··· RECORD EXCERPTS

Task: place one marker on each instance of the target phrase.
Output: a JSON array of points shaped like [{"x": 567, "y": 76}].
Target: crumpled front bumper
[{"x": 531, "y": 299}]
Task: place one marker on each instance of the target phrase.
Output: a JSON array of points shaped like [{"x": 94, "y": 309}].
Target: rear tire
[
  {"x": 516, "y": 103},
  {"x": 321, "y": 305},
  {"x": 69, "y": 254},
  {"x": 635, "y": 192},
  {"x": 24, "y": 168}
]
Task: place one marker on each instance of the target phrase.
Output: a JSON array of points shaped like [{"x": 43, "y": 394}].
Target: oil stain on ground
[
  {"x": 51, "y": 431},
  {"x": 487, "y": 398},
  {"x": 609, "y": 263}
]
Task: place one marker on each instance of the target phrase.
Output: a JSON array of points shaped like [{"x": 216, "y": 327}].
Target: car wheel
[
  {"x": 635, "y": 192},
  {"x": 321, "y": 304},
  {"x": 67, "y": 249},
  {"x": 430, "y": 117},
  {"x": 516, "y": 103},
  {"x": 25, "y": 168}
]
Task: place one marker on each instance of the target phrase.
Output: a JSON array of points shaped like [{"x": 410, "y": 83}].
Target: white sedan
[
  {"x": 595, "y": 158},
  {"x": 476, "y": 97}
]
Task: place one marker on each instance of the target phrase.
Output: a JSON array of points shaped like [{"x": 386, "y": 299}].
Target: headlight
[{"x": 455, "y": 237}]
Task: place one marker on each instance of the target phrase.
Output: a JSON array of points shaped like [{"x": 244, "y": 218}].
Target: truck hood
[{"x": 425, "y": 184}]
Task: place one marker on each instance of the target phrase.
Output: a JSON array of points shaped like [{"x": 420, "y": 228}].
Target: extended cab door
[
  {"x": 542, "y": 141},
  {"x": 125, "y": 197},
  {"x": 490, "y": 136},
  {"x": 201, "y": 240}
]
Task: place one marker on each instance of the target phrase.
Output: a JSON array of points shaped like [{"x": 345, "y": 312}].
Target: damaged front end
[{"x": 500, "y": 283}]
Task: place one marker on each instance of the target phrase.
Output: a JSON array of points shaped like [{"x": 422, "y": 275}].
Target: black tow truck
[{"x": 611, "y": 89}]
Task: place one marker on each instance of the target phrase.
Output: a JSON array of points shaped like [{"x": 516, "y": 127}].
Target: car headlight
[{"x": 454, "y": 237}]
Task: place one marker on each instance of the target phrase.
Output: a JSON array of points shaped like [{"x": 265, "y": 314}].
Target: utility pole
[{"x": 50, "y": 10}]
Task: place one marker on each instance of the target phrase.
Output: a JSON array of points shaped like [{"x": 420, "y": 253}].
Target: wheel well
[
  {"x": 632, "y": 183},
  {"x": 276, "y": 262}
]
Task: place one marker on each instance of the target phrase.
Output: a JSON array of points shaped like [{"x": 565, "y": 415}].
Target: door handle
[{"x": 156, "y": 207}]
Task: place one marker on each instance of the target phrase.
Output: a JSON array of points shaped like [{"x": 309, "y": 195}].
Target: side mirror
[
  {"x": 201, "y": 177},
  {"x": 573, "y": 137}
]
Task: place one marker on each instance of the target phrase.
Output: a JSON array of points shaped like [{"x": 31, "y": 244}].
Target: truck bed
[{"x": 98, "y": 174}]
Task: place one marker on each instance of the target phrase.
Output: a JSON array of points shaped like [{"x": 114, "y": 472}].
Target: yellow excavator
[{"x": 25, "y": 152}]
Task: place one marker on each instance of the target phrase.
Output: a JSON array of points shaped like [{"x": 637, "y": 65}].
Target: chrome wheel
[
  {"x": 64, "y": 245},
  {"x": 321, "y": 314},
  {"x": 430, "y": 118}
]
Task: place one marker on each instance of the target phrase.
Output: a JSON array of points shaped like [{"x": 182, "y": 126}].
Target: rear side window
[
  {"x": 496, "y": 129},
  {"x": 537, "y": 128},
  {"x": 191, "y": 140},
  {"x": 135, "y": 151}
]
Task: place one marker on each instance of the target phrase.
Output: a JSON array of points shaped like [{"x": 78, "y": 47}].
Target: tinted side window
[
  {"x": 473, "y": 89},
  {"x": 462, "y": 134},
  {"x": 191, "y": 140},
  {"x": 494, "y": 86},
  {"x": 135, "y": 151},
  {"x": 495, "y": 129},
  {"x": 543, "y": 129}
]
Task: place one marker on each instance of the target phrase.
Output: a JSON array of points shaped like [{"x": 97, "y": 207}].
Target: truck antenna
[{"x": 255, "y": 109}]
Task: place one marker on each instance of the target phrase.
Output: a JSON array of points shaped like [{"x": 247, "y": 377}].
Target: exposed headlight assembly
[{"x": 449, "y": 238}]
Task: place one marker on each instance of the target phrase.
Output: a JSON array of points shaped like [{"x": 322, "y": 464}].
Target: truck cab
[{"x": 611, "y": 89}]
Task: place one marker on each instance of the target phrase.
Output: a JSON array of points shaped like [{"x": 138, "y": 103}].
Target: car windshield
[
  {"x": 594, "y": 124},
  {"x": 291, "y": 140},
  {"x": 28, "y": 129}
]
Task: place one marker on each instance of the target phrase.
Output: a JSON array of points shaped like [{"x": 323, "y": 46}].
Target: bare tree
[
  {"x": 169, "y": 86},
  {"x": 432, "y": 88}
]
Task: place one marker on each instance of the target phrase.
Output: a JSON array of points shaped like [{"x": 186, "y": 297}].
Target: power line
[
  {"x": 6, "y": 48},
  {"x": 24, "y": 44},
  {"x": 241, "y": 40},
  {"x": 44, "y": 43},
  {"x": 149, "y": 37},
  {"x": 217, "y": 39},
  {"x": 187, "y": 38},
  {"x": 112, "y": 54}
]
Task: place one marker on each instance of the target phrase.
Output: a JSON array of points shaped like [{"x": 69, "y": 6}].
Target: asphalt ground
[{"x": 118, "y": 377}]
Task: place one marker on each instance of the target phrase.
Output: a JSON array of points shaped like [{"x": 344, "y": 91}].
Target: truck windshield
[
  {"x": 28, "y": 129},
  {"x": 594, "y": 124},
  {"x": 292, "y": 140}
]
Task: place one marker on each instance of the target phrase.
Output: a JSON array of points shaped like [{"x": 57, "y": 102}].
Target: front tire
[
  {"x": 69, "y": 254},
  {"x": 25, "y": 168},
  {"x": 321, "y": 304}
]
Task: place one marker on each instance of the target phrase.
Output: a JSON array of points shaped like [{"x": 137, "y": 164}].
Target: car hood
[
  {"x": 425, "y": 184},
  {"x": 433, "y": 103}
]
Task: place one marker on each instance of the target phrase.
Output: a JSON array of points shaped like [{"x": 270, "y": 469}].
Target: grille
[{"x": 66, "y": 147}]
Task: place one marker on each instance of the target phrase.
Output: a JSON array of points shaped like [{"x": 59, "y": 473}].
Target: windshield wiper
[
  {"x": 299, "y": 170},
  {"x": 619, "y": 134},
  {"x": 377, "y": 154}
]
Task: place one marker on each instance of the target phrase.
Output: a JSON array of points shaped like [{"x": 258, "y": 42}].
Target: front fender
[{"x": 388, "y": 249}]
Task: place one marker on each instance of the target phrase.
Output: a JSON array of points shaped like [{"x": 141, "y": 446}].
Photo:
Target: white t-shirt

······

=== SHORT PROBLEM ===
Above are the records; retype every one exactly.

=== SOLUTION FOR THIS TASK ===
Task: place one marker on each instance of the target phrase.
Output: a JSON array of points shaped like [{"x": 567, "y": 76}].
Target: crumpled front bumper
[{"x": 531, "y": 299}]
Task: place one marker on each instance of the target phrase.
Output: a JSON array of points shaped like [{"x": 94, "y": 309}].
Target: rear tire
[
  {"x": 516, "y": 103},
  {"x": 321, "y": 305},
  {"x": 69, "y": 254},
  {"x": 635, "y": 192},
  {"x": 24, "y": 168}
]
Task: place one marker on each instance of the target phrase.
Output: a JSON array of points shaped like [{"x": 43, "y": 394}].
Target: oil stain on ground
[
  {"x": 51, "y": 431},
  {"x": 487, "y": 398},
  {"x": 609, "y": 263}
]
Task: place one marker on each instance of the target phrase.
Output: a JSON array of points shaped like [{"x": 216, "y": 327}].
Target: car wheel
[
  {"x": 635, "y": 192},
  {"x": 321, "y": 304},
  {"x": 67, "y": 249},
  {"x": 430, "y": 117},
  {"x": 516, "y": 103},
  {"x": 25, "y": 168}
]
Task: place one marker on each instance of the target phrase.
Output: a JSON array of points shaped like [{"x": 410, "y": 83}].
Target: white sedan
[
  {"x": 595, "y": 158},
  {"x": 476, "y": 97}
]
Task: place one marker on each instance of the target phrase.
Output: a JSON array of points shaped like [{"x": 386, "y": 299}].
Target: headlight
[{"x": 455, "y": 237}]
Task: place one marker on each instance of the target phrase.
Output: a JSON array of points shaped like [{"x": 244, "y": 218}].
Target: truck hood
[{"x": 425, "y": 184}]
Task: place one marker on each instance of the target phrase.
Output: a JSON array of points shaped like [{"x": 420, "y": 228}].
Target: extended cab door
[
  {"x": 542, "y": 141},
  {"x": 125, "y": 197},
  {"x": 490, "y": 136},
  {"x": 201, "y": 240}
]
Task: place one marker on each instance of the target phrase.
Output: a JSON array of points shaped like [{"x": 345, "y": 312}].
Target: damaged front end
[{"x": 500, "y": 283}]
Task: place one marker on each instance of the target phrase.
Output: a JSON array of points shaped like [{"x": 422, "y": 275}].
Target: black tow truck
[{"x": 611, "y": 89}]
Task: place one marker on each instance of the target phrase.
Output: a JSON array of points shaped like [{"x": 516, "y": 127}].
Target: car headlight
[{"x": 454, "y": 237}]
Task: place one marker on each instance of the target phrase.
Output: a JSON array of points shaped like [{"x": 265, "y": 314}].
Target: utility pole
[{"x": 50, "y": 10}]
Task: place one marker on each instance of the target phrase.
Output: a JSON array of points shaped like [{"x": 420, "y": 253}].
Target: wheel well
[
  {"x": 632, "y": 183},
  {"x": 276, "y": 262}
]
Task: place one marker on each instance of the target phrase.
Output: a JSON array of points shaped like [{"x": 565, "y": 415}].
Target: door handle
[{"x": 156, "y": 207}]
Task: place one marker on each instance of the target phrase.
Output: a JSON array of points shaped like [{"x": 309, "y": 195}].
Target: side mirror
[
  {"x": 201, "y": 177},
  {"x": 573, "y": 137}
]
Task: place one marker on each instance of the target phrase.
Output: a JSON array of points shaped like [{"x": 31, "y": 244}].
Target: truck bed
[{"x": 98, "y": 174}]
Task: place one marker on each instance of the target phrase.
Output: a JSON array of points shaped like [{"x": 114, "y": 472}].
Target: yellow excavator
[{"x": 25, "y": 152}]
Task: place one marker on each instance of the target phrase.
Output: a JSON array of points shaped like [{"x": 637, "y": 65}].
Target: chrome wheel
[
  {"x": 64, "y": 245},
  {"x": 321, "y": 314},
  {"x": 430, "y": 118}
]
Task: place one marker on each instance of the target phrase.
Output: a JSON array of points shaped like [{"x": 182, "y": 126}].
Target: rear side window
[
  {"x": 496, "y": 129},
  {"x": 537, "y": 128},
  {"x": 191, "y": 140},
  {"x": 135, "y": 151}
]
Task: place one marker on each instance of the target phrase.
Output: a JSON array of points shaped like [{"x": 78, "y": 47}].
Target: tinted side window
[
  {"x": 473, "y": 89},
  {"x": 462, "y": 134},
  {"x": 191, "y": 140},
  {"x": 494, "y": 86},
  {"x": 135, "y": 151},
  {"x": 495, "y": 129},
  {"x": 543, "y": 129}
]
Task: place one marker on each instance of the target phrase.
Output: a JSON array of points shaped like [{"x": 97, "y": 207}].
Target: truck antenna
[{"x": 255, "y": 109}]
Task: place one marker on each instance of the target phrase.
Output: a JSON array of points shaped like [{"x": 247, "y": 377}].
Target: exposed headlight assembly
[{"x": 449, "y": 238}]
Task: place one marker on each instance of the target phrase.
Output: a JSON array of points shaped like [{"x": 322, "y": 464}].
Target: truck cab
[{"x": 611, "y": 89}]
Task: place one marker on each instance of the target phrase.
Output: a JSON array of points shaped like [{"x": 138, "y": 103}].
Target: car windshield
[
  {"x": 594, "y": 124},
  {"x": 291, "y": 140},
  {"x": 28, "y": 129}
]
Task: place one marker on each instance of the target phrase.
Output: a JSON array of points shaped like [{"x": 323, "y": 46}].
Target: bare tree
[
  {"x": 169, "y": 86},
  {"x": 432, "y": 88}
]
Task: place one marker on each instance of the target phrase.
Output: a JSON array of points shaped like [{"x": 186, "y": 297}].
Target: power line
[
  {"x": 6, "y": 48},
  {"x": 24, "y": 44},
  {"x": 241, "y": 40},
  {"x": 44, "y": 43},
  {"x": 149, "y": 37},
  {"x": 217, "y": 39},
  {"x": 187, "y": 38},
  {"x": 112, "y": 54}
]
Task: place one marker on each instance of the target phrase.
Output: a JSON array of points shaped like [{"x": 69, "y": 6}].
Target: asphalt ground
[{"x": 118, "y": 377}]
Task: place one marker on each instance of the target phrase.
Output: a JSON array of points shaped like [{"x": 344, "y": 91}].
Target: truck windshield
[
  {"x": 28, "y": 129},
  {"x": 594, "y": 124},
  {"x": 292, "y": 140}
]
Task: place one marker on each instance of the target phrase.
Output: a JSON array of points shaped like [{"x": 57, "y": 102}].
Target: front tire
[
  {"x": 69, "y": 254},
  {"x": 25, "y": 168},
  {"x": 321, "y": 304}
]
Task: place one marker on each instance of the target phrase.
Output: a JSON array of points shaped like [{"x": 137, "y": 164}].
Target: car hood
[
  {"x": 425, "y": 184},
  {"x": 433, "y": 103}
]
Task: place one marker on each instance of the target phrase.
Output: a JSON array of points shaped like [{"x": 270, "y": 469}].
Target: grille
[{"x": 66, "y": 147}]
Task: place one marker on each instance of the target phrase.
Output: a JSON array of points shaped like [{"x": 59, "y": 473}].
Target: windshield wiper
[
  {"x": 299, "y": 170},
  {"x": 619, "y": 134},
  {"x": 377, "y": 154}
]
Task: place one marker on each instance of the target phrase.
Output: a JSON array of points shaped like [{"x": 258, "y": 42}].
Target: front fender
[{"x": 388, "y": 249}]
Task: place one marker on each instance of the target phrase.
Output: a JSON array of points shaped like [{"x": 141, "y": 446}].
Photo:
Target: white t-shirt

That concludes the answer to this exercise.